-- SUPPLIED MATERIAL --
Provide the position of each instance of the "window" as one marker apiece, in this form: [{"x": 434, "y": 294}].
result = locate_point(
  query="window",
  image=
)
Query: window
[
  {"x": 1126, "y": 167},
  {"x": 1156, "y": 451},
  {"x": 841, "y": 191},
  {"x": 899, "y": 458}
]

* * *

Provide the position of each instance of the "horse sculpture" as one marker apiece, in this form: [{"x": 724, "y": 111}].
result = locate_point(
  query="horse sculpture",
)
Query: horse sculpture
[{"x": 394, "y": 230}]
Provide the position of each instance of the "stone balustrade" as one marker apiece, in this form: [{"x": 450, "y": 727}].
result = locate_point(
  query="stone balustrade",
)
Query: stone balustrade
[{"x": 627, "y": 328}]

-- PROBLEM STATEMENT --
For every line above that includes the string "instance", copy the line.

-- RESULT FOR THIS TASK --
Provide the position of each instance of the "window" as one marker apiece, in this form: [{"x": 434, "y": 294}].
Provide the position of each instance of the "horse sculpture" as one marker apiece, in this form: [{"x": 724, "y": 111}].
Provide the position of each instance of the "stone balustrade" as one marker apiece, in this form: [{"x": 450, "y": 727}].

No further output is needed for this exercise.